(Dataset records)
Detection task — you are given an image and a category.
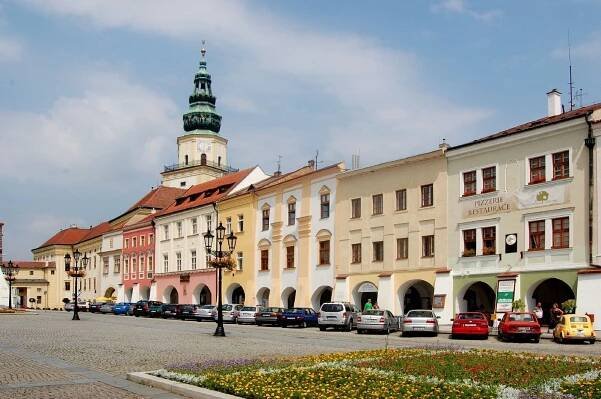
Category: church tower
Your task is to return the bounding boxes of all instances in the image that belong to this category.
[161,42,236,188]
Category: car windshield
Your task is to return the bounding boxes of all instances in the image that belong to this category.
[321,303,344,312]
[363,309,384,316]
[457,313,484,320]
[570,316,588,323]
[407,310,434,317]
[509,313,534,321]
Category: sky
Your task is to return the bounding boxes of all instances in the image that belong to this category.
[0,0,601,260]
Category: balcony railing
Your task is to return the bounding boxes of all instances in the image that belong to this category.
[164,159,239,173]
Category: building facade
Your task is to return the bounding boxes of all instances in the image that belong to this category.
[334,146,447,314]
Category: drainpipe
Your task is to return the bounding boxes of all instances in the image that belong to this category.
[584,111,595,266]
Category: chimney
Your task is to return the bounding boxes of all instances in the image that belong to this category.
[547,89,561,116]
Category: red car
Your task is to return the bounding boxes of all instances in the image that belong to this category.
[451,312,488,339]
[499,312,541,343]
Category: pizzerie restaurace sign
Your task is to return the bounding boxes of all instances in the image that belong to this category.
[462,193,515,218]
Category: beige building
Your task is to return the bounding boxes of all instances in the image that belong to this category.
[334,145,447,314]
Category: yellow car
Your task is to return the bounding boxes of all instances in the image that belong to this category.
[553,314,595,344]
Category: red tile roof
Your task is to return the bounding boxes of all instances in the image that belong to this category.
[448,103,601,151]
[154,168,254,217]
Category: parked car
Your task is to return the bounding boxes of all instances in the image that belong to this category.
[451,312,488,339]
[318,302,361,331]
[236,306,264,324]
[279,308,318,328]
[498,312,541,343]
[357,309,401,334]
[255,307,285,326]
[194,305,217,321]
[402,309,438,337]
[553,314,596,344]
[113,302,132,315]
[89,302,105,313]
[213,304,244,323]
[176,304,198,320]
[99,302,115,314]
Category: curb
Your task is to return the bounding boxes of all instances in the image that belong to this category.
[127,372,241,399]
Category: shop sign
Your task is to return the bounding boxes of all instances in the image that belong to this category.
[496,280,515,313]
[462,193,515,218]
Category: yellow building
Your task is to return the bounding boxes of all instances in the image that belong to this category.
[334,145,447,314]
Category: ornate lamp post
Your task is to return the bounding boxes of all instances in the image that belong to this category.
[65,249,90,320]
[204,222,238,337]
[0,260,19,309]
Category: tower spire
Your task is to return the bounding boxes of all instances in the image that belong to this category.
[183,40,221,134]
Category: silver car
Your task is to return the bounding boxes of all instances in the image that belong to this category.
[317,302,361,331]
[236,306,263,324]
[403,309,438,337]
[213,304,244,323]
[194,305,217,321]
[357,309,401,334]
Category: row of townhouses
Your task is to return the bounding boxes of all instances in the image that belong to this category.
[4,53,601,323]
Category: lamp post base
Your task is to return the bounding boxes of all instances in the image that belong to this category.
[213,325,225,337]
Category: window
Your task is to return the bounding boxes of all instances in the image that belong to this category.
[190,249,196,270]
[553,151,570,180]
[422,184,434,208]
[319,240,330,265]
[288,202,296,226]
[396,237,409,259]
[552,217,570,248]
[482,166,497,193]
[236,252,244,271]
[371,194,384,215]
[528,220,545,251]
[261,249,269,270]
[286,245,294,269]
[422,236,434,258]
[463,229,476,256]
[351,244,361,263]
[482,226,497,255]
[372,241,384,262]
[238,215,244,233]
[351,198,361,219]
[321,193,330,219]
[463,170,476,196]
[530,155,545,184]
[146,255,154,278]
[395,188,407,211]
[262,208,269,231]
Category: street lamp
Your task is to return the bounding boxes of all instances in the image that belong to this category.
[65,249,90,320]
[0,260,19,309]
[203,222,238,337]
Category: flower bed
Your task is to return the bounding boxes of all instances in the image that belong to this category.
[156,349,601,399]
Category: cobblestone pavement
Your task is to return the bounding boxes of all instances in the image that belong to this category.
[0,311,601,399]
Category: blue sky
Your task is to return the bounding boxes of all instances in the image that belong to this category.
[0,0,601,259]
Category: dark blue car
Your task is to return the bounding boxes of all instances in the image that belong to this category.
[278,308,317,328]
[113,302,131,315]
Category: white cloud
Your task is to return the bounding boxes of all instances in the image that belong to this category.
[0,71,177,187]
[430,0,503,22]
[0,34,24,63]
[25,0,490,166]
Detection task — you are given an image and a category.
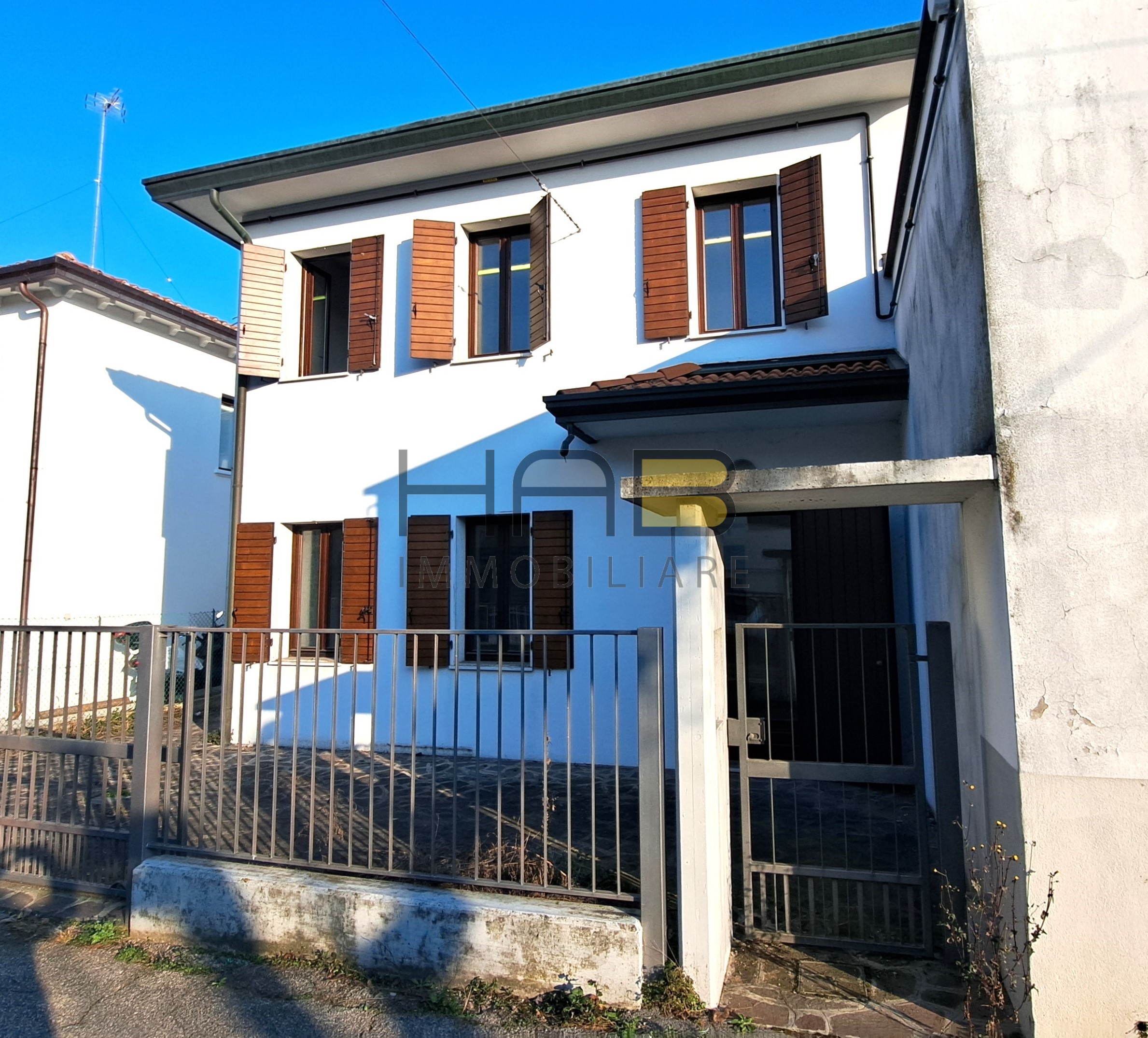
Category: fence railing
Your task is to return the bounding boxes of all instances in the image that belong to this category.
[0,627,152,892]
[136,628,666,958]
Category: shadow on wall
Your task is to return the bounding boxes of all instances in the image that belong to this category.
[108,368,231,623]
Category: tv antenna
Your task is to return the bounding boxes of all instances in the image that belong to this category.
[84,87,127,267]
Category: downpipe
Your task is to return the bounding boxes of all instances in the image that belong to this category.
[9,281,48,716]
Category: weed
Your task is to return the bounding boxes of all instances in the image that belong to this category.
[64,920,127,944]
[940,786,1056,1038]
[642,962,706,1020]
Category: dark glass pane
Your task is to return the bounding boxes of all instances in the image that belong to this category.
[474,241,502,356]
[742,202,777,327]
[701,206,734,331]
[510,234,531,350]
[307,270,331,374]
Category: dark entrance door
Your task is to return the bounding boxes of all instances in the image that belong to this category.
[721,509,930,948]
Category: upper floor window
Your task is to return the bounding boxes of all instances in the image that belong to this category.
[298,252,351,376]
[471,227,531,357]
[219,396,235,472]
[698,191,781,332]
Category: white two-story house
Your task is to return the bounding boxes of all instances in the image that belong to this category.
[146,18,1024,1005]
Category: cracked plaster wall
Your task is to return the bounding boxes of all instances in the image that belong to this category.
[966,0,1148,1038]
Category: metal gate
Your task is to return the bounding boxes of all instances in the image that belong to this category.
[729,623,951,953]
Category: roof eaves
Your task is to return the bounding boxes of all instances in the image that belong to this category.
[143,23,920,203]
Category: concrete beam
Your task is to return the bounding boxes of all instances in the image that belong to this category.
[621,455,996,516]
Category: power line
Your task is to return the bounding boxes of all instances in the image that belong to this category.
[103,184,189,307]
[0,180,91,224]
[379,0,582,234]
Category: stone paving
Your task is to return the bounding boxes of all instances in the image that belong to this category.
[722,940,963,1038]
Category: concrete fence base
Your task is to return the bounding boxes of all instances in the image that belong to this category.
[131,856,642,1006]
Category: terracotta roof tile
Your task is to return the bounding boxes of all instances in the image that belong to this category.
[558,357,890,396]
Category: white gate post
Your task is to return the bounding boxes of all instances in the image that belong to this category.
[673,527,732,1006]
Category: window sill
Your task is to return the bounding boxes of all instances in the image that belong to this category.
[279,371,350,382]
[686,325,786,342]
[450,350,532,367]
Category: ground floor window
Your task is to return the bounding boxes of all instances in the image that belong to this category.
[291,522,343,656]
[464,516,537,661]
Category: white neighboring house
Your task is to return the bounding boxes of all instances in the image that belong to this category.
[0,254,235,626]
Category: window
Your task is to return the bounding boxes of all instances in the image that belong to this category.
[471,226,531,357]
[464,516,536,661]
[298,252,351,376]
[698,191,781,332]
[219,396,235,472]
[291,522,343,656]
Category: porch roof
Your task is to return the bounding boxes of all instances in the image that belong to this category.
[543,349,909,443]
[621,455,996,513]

### GOAL
Turn every line of the material above into a Markdown table with the columns "No." and "Line", where each row holds a running row number and one line. Skip blank lines, and don't include the pictures in the table.

### SOLUTION FOR THIS TASK
| No. | Line |
|---|---|
| 1 | Detection task — you are given an image and a category. |
| 2 | Category: church tower |
| 3 | Your task is to return the bounding boxes of all instances in the image that belong to this category. |
| 4 | [161,42,236,188] |
| 5 | Category: car windshield |
| 6 | Your task is to return the bounding boxes of all instances in the image that belong to this category. |
| 7 | [321,303,344,312] |
| 8 | [363,309,384,316] |
| 9 | [457,313,484,320] |
| 10 | [570,316,588,323] |
| 11 | [407,310,434,317] |
| 12 | [509,313,534,321] |
| 13 | Category: sky |
| 14 | Your task is to return the bounding boxes of all instances in the image that belong to this category. |
| 15 | [0,0,601,260] |
| 16 | Category: balcony railing |
| 17 | Your task is to return the bounding boxes of all instances in the image that belong to this category. |
| 18 | [164,159,239,173] |
| 19 | Category: building facade |
| 20 | Your task is to return the bounding boxes of all instances in the image that belong to this category. |
| 21 | [334,146,447,314] |
| 22 | Category: drainpipe |
| 23 | Your task is to return the bounding boxes of all instances in the image that belong to this category. |
| 24 | [584,111,595,266] |
| 25 | Category: chimney |
| 26 | Your task is to return the bounding boxes of all instances in the image that belong to this category. |
| 27 | [547,89,561,116] |
| 28 | Category: red car |
| 29 | Your task is to return the bounding boxes of all instances in the image that belong to this category. |
| 30 | [451,312,488,339] |
| 31 | [499,312,541,343] |
| 32 | Category: pizzerie restaurace sign |
| 33 | Your task is to return the bounding boxes of all instances in the image that belong to this category. |
| 34 | [462,193,515,218] |
| 35 | Category: beige building |
| 36 | Your task is to return the bounding boxes of all instances in the image that belong to this category. |
| 37 | [334,145,447,314] |
| 38 | Category: yellow car |
| 39 | Your task is to return the bounding boxes of all instances in the image that belong to this category. |
| 40 | [553,314,595,344] |
| 41 | Category: red tile roof |
| 42 | Your task is to return the bounding boxes of all instances in the image that belong to this category. |
| 43 | [448,103,601,151] |
| 44 | [154,168,254,217] |
| 45 | Category: parked car |
| 46 | Your task is to return the bounding boxes of all instances in the image that belong to this category. |
| 47 | [451,312,488,339] |
| 48 | [318,302,361,331] |
| 49 | [236,306,264,324] |
| 50 | [279,308,318,328] |
| 51 | [498,312,541,343] |
| 52 | [357,309,401,334] |
| 53 | [255,307,285,326] |
| 54 | [194,305,217,321] |
| 55 | [402,309,438,337] |
| 56 | [553,314,596,344] |
| 57 | [113,302,132,315] |
| 58 | [89,302,105,313] |
| 59 | [213,304,244,323] |
| 60 | [176,304,198,320] |
| 61 | [99,302,115,314] |
| 62 | Category: curb |
| 63 | Your task is to return the bounding boxes of all instances in the image that belong to this category. |
| 64 | [127,372,241,399] |
| 65 | Category: shop sign |
| 66 | Your task is to return the bounding boxes of all instances in the image that belong to this category. |
| 67 | [496,280,515,313] |
| 68 | [462,193,515,218] |
| 69 | Category: yellow building |
| 70 | Your task is to return the bounding boxes of all instances in the image that belong to this category. |
| 71 | [334,145,447,314] |
| 72 | Category: ornate lamp post |
| 73 | Your task is to return the bounding boxes of all instances in the image that belong to this category. |
| 74 | [65,249,90,320] |
| 75 | [204,222,238,337] |
| 76 | [0,260,19,309] |
| 77 | Category: tower spire |
| 78 | Your task is to return the bounding boxes of all instances in the image that belong to this category. |
| 79 | [183,40,221,134] |
| 80 | Category: silver car |
| 81 | Your task is to return the bounding boxes of all instances in the image that belong to this category. |
| 82 | [317,302,361,331] |
| 83 | [236,306,263,324] |
| 84 | [403,309,438,337] |
| 85 | [213,304,244,323] |
| 86 | [194,305,217,321] |
| 87 | [357,309,401,334] |
| 88 | Category: row of townhouses |
| 89 | Your task is to return the bounding boxes of all instances in the image that belong to this category. |
| 90 | [4,53,601,323] |
| 91 | Category: lamp post base |
| 92 | Your task is to return the bounding boxes of all instances in the image that belong to this category. |
| 93 | [213,325,225,337] |
| 94 | Category: window |
| 95 | Your task is to return the bounding boxes of all instances in the image that belong to this category. |
| 96 | [190,249,196,270] |
| 97 | [553,151,570,180] |
| 98 | [422,184,434,208] |
| 99 | [319,240,330,265] |
| 100 | [288,202,296,226] |
| 101 | [396,237,409,259] |
| 102 | [552,217,570,248] |
| 103 | [482,166,497,193] |
| 104 | [236,252,244,271] |
| 105 | [371,194,384,215] |
| 106 | [528,220,545,251] |
| 107 | [261,249,269,270] |
| 108 | [286,245,294,269] |
| 109 | [422,236,434,258] |
| 110 | [463,229,476,256] |
| 111 | [351,244,361,263] |
| 112 | [482,226,497,255] |
| 113 | [372,241,384,262] |
| 114 | [238,215,244,233] |
| 115 | [351,198,361,219] |
| 116 | [321,193,330,219] |
| 117 | [463,170,476,196] |
| 118 | [530,155,545,184] |
| 119 | [146,255,154,278] |
| 120 | [395,188,407,211] |
| 121 | [262,208,269,231] |
| 122 | Category: street lamp |
| 123 | Your task is to return the bounding boxes of all instances in the image that belong to this category. |
| 124 | [65,249,90,320] |
| 125 | [0,260,19,309] |
| 126 | [203,222,238,337] |
| 127 | Category: flower bed |
| 128 | Your task is to return the bounding boxes of all instances in the image that belong to this category. |
| 129 | [156,349,601,399] |
| 130 | Category: cobblestone pavement |
| 131 | Your task is to return the bounding boxes of all instances in the image that belong to this category. |
| 132 | [0,311,601,399] |
| 133 | Category: blue sky |
| 134 | Your task is to return the bounding boxes of all instances in the image that belong to this category. |
| 135 | [0,0,601,259] |
| 136 | Category: dark blue car |
| 137 | Your task is to return the bounding boxes of all instances in the image that belong to this category. |
| 138 | [278,308,317,328] |
| 139 | [113,302,131,315] |
| 140 | Category: white cloud |
| 141 | Your task is to return the bounding boxes of all instances in the image that belong to this category. |
| 142 | [0,71,177,187] |
| 143 | [430,0,503,22] |
| 144 | [0,34,24,63] |
| 145 | [25,0,490,166] |
| 146 | Detection task — you are given an image and a category. |
| 147 | Category: fence railing |
| 148 | Your task is to return the bounding boxes of all instances in the image that belong to this category. |
| 149 | [0,627,152,892] |
| 150 | [136,628,666,958] |
| 151 | Category: shadow on wall |
| 152 | Your task is to return the bounding boxes of all instances in the image that belong to this category. |
| 153 | [108,368,231,623] |
| 154 | Category: tv antenna |
| 155 | Your task is to return the bounding boxes of all instances in the image that belong to this category. |
| 156 | [84,87,127,267] |
| 157 | Category: downpipe |
| 158 | Your task is to return the bounding boxes of all instances in the image that belong to this category. |
| 159 | [9,281,48,716] |
| 160 | Category: weed |
| 161 | Your task is to return the bounding boxes of all instances in the image that belong to this category. |
| 162 | [64,920,127,944] |
| 163 | [940,786,1056,1038] |
| 164 | [642,962,706,1020] |
| 165 | Category: dark glass pane |
| 166 | Your task is to return the bounding boxes of all instances in the image that belong to this category. |
| 167 | [474,241,502,356] |
| 168 | [742,202,777,327] |
| 169 | [701,206,734,331] |
| 170 | [510,234,531,350] |
| 171 | [307,270,331,374] |
| 172 | Category: dark entrance door |
| 173 | Your task is to return the bounding boxes of all instances in the image that belong to this category. |
| 174 | [721,509,930,948] |
| 175 | Category: upper floor window |
| 176 | Your task is to return the bounding boxes of all instances in the image that belong to this category. |
| 177 | [298,252,351,376] |
| 178 | [471,227,531,357] |
| 179 | [219,396,235,472] |
| 180 | [698,191,781,332] |
| 181 | Category: white two-story house |
| 182 | Your task is to return the bounding boxes of all instances in the image that belong to this category. |
| 183 | [146,18,1024,1005] |
| 184 | Category: cracked plaster wall |
| 185 | Your task is to return the bounding boxes of all instances in the image that belong to this category. |
| 186 | [966,0,1148,1038] |
| 187 | Category: metal gate |
| 188 | Your task is to return the bounding boxes of all instances in the image that belong to this category. |
| 189 | [729,623,951,953] |
| 190 | Category: roof eaves |
| 191 | Your task is to return the bounding boxes of all instances in the image that belong to this category. |
| 192 | [143,23,920,203] |
| 193 | Category: concrete beam |
| 194 | Your task is to return the bounding boxes of all instances in the image that belong to this category. |
| 195 | [621,455,996,516] |
| 196 | Category: power line |
| 197 | Your task is to return the bounding boxes of all instances in the image that belong to this category. |
| 198 | [103,184,189,307] |
| 199 | [0,180,91,224] |
| 200 | [379,0,582,234] |
| 201 | Category: stone paving |
| 202 | Your task is to return the bounding boxes of all instances in the image that belong to this category. |
| 203 | [722,940,963,1038] |
| 204 | Category: concrete fence base |
| 205 | Your task is to return the bounding boxes of all instances in the image that belong to this category. |
| 206 | [131,856,642,1006] |
| 207 | Category: terracotta roof tile |
| 208 | Your task is to return the bounding boxes of all instances in the image that belong to this category. |
| 209 | [558,357,890,396] |
| 210 | Category: white gate post |
| 211 | Your task is to return the bounding boxes of all instances in the image that belong to this category. |
| 212 | [673,527,732,1006] |
| 213 | Category: window sill |
| 214 | Your task is to return the bounding boxes of all instances in the image that belong to this category. |
| 215 | [279,371,350,382] |
| 216 | [686,325,786,342] |
| 217 | [450,350,532,367] |
| 218 | Category: ground floor window |
| 219 | Your task is to return the bounding boxes of all instances in the image that belong to this category. |
| 220 | [291,522,343,656] |
| 221 | [464,516,537,661] |
| 222 | Category: white neighboring house |
| 223 | Your task is to return the bounding boxes of all instances in the image that belong to this category. |
| 224 | [0,254,235,626] |
| 225 | Category: window |
| 226 | Your task is to return the bounding boxes of all instances in the image that belong to this category. |
| 227 | [471,226,531,357] |
| 228 | [464,516,536,661] |
| 229 | [298,252,351,376] |
| 230 | [698,191,781,332] |
| 231 | [219,396,235,472] |
| 232 | [291,522,343,656] |
| 233 | Category: porch roof |
| 234 | Your task is to return the bounding boxes of all instances in the image that belong to this category. |
| 235 | [543,349,909,443] |
| 236 | [621,455,996,513] |